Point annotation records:
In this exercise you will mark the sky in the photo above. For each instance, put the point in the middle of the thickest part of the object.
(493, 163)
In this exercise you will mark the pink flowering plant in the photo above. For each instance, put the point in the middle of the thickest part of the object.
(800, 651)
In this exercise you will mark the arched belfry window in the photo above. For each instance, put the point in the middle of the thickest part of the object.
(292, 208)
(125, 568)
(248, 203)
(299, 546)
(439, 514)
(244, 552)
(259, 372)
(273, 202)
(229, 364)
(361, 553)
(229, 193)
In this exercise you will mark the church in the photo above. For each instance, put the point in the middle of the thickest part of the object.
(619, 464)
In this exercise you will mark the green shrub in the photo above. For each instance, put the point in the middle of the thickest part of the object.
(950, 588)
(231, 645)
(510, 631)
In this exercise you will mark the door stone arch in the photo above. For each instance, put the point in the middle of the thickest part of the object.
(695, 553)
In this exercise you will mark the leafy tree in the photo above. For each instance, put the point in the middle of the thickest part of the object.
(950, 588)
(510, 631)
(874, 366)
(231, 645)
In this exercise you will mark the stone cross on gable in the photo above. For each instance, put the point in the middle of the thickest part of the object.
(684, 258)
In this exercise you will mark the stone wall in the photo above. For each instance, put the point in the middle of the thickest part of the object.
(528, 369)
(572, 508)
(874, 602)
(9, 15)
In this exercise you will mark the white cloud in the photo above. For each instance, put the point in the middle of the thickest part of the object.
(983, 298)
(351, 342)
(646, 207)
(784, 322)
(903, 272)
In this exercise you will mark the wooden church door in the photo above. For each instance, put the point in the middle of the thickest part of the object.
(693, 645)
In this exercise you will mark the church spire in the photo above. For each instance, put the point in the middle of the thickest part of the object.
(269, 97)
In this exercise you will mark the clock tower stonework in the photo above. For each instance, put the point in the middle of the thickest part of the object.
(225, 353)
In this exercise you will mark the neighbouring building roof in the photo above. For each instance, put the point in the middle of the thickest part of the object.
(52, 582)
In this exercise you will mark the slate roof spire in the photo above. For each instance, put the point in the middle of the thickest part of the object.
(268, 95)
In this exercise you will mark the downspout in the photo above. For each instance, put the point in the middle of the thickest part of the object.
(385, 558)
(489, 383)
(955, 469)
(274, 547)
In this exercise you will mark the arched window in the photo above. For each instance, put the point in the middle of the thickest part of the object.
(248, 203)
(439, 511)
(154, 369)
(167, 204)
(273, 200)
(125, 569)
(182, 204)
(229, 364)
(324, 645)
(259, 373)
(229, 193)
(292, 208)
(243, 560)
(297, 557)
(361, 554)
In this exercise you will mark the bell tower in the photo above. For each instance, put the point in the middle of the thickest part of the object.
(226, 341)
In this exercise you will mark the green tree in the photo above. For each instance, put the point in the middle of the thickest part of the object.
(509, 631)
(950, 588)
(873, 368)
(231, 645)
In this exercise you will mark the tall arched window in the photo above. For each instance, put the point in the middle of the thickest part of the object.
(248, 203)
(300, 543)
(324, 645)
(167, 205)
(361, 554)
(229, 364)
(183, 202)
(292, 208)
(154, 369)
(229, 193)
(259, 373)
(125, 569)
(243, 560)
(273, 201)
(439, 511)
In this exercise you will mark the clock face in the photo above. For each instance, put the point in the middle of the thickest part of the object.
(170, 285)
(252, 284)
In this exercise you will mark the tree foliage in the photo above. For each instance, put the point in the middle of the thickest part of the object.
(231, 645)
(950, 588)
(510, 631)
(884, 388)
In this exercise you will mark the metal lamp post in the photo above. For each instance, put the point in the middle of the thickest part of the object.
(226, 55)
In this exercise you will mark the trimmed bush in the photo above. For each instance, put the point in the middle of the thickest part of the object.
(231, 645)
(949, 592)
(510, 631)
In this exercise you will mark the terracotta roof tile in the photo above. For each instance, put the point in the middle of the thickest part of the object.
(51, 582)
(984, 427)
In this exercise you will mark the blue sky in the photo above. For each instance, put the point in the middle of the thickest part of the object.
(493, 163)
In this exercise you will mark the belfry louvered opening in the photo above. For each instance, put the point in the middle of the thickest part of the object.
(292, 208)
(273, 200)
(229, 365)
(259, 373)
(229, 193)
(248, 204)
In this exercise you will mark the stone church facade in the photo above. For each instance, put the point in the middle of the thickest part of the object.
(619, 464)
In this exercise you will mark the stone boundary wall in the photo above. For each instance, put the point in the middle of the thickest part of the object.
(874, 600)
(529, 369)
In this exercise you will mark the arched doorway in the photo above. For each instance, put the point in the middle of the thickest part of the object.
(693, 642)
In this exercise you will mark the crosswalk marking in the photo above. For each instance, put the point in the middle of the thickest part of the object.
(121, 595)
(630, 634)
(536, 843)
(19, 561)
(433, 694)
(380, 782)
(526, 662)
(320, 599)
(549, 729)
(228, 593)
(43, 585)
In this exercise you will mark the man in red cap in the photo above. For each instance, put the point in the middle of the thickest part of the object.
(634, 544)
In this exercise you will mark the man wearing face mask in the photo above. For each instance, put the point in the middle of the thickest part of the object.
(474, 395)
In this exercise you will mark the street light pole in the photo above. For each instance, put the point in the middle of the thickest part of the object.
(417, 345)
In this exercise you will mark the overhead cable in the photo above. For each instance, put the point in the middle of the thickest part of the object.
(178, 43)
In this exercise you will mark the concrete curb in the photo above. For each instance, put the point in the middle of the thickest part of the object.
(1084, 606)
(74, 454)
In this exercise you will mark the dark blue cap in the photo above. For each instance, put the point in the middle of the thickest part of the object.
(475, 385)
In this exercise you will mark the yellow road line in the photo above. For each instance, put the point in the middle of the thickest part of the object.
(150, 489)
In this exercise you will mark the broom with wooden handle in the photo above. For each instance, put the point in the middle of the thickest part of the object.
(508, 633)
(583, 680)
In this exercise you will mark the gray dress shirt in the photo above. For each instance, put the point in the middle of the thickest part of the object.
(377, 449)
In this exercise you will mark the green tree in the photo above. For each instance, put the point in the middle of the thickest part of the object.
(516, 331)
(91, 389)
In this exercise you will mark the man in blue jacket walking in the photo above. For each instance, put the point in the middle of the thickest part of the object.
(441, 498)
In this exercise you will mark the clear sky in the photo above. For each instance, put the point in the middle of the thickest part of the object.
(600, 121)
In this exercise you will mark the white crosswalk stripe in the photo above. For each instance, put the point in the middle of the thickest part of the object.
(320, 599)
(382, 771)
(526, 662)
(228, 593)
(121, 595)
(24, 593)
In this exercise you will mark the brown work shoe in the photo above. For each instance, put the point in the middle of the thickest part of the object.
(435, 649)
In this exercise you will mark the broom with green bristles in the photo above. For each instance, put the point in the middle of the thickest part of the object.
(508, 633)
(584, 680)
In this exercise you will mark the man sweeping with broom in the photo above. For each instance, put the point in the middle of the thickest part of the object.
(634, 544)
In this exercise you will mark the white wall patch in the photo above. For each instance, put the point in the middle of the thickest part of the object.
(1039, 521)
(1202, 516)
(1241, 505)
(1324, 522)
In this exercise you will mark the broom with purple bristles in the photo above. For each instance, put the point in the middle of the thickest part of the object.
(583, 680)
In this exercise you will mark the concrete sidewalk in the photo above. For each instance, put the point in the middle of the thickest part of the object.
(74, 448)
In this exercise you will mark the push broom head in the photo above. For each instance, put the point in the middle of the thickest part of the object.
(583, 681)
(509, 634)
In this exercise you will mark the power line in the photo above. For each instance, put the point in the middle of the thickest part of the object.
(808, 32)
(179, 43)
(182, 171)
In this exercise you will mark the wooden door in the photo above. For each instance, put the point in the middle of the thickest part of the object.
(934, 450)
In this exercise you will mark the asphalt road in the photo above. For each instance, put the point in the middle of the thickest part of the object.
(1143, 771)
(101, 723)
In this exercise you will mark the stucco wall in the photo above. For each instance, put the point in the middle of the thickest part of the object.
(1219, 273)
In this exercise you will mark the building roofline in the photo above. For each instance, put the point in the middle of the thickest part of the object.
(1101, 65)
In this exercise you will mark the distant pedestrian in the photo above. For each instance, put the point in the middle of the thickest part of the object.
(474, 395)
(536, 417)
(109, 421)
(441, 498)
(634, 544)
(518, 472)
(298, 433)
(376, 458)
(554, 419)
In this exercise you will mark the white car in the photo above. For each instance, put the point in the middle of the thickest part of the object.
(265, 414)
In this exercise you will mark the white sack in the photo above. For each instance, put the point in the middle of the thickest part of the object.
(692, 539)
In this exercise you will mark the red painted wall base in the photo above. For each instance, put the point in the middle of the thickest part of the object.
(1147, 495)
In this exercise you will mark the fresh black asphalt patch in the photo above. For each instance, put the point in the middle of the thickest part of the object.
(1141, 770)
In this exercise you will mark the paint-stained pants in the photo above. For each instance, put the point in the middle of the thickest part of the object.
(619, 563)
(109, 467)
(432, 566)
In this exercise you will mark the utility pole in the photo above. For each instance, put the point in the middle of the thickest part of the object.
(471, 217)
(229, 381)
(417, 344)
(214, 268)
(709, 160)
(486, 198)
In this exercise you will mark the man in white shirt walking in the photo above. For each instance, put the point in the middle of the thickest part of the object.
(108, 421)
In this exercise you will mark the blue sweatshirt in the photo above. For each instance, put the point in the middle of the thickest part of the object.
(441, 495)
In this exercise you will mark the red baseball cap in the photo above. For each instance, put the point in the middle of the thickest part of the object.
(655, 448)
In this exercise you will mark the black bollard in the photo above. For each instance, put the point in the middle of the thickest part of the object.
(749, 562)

- Exercise objective
Leave out every line before the one containing "In this exercise you will mark the red painted"; set down that line and all remaining lines of the material exactly.

- Result below
In this exercise you will mark the red painted wall base in the photo above. For each instance, put the point in the middle of the thickest part of the object.
(1147, 495)
In this exercise you will mark the fresh black asphalt patch in the photo above. For each instance, put the point in the middle of the thickest part of the object.
(1141, 770)
In this exercise you will mark the paint-stained pants in the photo above. For each instance, put the point in the middle of the thickest part of the object.
(619, 563)
(109, 467)
(432, 566)
In this exercise you will mark the utility pole in the photo above. For each instance, put the point in the middle of the thickest part of the object.
(471, 217)
(229, 381)
(417, 344)
(214, 268)
(709, 160)
(486, 198)
In this exercise you will mark the man in white shirt walking in the photo above. For each instance, put the point in the middle of the thickest part of the object.
(108, 421)
In this exercise you will mark the blue sweatshirt in the photo above. For each instance, put the point in the middle of the thickest part of the object.
(441, 495)
In this exercise you will mark the red baseball cap in the photo above. For each instance, put the point in the middle of the thickest part of the object.
(655, 448)
In this exercise you will mark the black bollard in the photo above. For each instance, put the point in the middle of the thickest part of the object.
(749, 562)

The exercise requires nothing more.